Supplied text —
2. Results and Discussion

In all following experiments, we study MOF-NPs of types MIL-100(Fe) and MIL-101(Cr), which were synthesized as described in Wuttke et al. [51] Prior to the loading and release studies, we characterized the size distribution of the MOF-NPs using DLS, FCS, and TEM [52], their major structural features by XRD, and their porosities by measuring nitrogen adsorption and deriving sorption isotherms to confirm the expected regular porosity of MOF-NPs.

TEM images of MIL-100(Fe) and MIL-101(Cr) NPs reveal particles with an approximately spherical shape (Figure 1). Moreover, the TEM images indicate high crystallinity of the particles, as evidenced by the presence of electron diffraction fringes. We analyzed the size distribution based on different TEM images of MOF-NPs (see Supplementary material) [52]. Over 10,000 particles were examined for their projected size, assuming sphericity, and employing image analysis for the separation of closely adjacent particles (for details, see Supplementary material). The size histograms of both MOF-NPs reveal a slightly polydisperse (σ > 5% [53,54]) distribution (Figure 1d,e). MIL-100(Fe) NPs have a mean diameter of 52.4 nm (σ = 32%, FWHM 30.9–69.5 nm), whereas MIL-101(Cr) NPs have a mean size of 18.9 nm (σ = 35%, FWHM 10.3–25.7 nm). We utilized this information to estimate numbers of NPs per volume given an estimate of NP mass based on the crystallographic mass densities [30,31]. For MIL-100(Fe) NPs we used a mean radius of r_MIL–100 = 26.5 nm and a mass density of ρ_MIL–100 = 0.98 g/mL [30]. We obtained a mean mass per NP of m_MIL–100 = 76 × 10^–18 g and, thus, a number density of N_MIL–100 = 1.31 × 10¹³ NPs per mg (for details, see SI). This corresponds to an NP number concentration of n_MIL–100 = 21.7 pmol. Using the corresponding values r_MIL–101 = 9.45 nm and ρ_MIL–101 = 0.62 g/mL [31], we derived a mean particle mass of m_MIL–101 = 2.2 × 10^–18 g and thus N_MIL–101 = 4.56 × 10¹⁴ particles per milligram (n_MIL–100 = 760 pmol). These values were subsequently used to calculate molecular loading per NP.

Dataset rows on where objects appear:

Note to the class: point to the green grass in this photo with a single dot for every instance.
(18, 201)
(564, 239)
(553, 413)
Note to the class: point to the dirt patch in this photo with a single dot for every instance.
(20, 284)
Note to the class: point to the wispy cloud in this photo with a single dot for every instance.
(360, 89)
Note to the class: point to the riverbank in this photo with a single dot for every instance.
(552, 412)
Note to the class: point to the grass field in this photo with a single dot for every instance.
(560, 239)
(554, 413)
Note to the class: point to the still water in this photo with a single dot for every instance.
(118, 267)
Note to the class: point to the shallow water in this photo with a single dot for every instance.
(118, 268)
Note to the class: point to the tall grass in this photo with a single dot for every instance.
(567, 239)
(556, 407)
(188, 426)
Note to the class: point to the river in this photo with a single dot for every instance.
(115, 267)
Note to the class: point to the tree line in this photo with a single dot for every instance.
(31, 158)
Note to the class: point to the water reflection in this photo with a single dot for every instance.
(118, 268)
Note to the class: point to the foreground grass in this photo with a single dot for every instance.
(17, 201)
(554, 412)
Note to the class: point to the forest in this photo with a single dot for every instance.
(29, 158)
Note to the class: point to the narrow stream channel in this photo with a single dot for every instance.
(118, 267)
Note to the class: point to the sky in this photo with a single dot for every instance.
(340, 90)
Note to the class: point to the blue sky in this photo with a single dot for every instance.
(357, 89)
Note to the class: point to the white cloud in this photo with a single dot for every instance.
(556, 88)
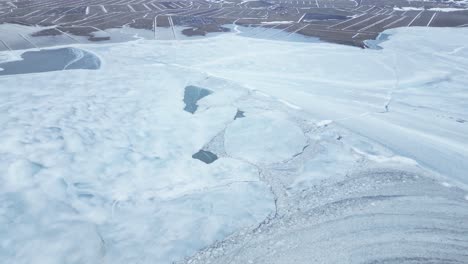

Exercise description — Continue the results section on MIL-100(Fe) and MIL-101(Cr) nanoparticles from its last sentence.

Reply to the exercise —
To complement the information derived from 2D projections of NPs imaged by TEM, DLS-based analysis of MOF-NPs in solution (see Supplementary material) provided information on their diffusive behavior and, hence, on the hydrodynamic radius of the NPs. In accordance with results reported in the literature [51], MIL-100(Fe), and MIL-101(Cr) NPs have hydrodynamic diameters of about 124 nm and 69 (±19) nm respectively. Comparison of these observations with the TEM size distribution results suggests that the NPs tend to form small agglomerations in unbuffered water. XRD measurements (see Supplementary material) confirm the crystallinity of the MOF-NPs observed in the TEM images [30,31].

In order to verify the stability of the particles over the time scales employed for loading and release, XRD measurements were performed on NPs that had been incubated in buffer for 1 h. The results (see Supplementary material) show no significant change in the diffraction pattern, indicating that there is no structural change in the NPs.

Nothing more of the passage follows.